Treatment Overview
In a stem cell transplant, healthy stem cells are placed in your body through an I.V. to help your bone marrow start to work as it should.
The transplant can use stem cells that come from your own blood or bone marrow. Or they can come from another person. When they come from another person, it's called an allogeneic stem cell transplant.
The donor may be a relative. Or they may be a complete stranger. The important thing is that the donor's immune system markers are closely matched to yours. This is more likely when the donor is your brother or sister.
Most stem cells are in your bone marrow. You also have some that circulate from your marrow into your blood. Bone marrow stem cells turn into red blood cells, white blood cells, or platelets to help your body stay healthy. If your bone marrow is damaged or destroyed, it can no longer make normal blood cells.

■ Information shown
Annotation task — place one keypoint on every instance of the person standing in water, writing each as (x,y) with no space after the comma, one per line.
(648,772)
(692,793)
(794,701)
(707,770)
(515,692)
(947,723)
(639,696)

--

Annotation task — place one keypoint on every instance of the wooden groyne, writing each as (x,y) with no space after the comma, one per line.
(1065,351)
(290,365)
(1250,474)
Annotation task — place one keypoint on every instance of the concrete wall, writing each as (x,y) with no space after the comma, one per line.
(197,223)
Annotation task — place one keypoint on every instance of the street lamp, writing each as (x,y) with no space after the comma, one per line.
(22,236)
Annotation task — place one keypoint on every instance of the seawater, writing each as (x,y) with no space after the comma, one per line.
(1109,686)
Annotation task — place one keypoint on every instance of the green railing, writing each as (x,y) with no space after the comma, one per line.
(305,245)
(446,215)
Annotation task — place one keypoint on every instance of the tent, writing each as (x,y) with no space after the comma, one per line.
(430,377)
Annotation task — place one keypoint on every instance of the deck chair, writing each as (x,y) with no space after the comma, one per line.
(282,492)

■ Set of tasks
(a) Into which kinds of cells does the treatment overview say bone marrow stem cells turn?
(b) Carry on the stem cell transplant overview from its last sentence.

■ Results by task
(a) Red blood cells, white blood cells, and platelets.

(b)
A stem cell transplant may be used to treat diseases that damage or destroy the bone marrow, such as non-Hodgkin lymphoma and Hodgkin lymphoma, leukemia, multiple myeloma, and aplastic anemia.
The allogeneic transplant process includes:
- Collecting stem cells from a donor. The new cells can come from the blood, bone marrow, or umbilical cord blood.
- Having chemotherapy (sometimes along with radiation) to destroy cancer cells or damaged stem cells.
- Transplanting the healthy stem cells.
- Waiting for the transplanted stem cells to produce healthy blood cells.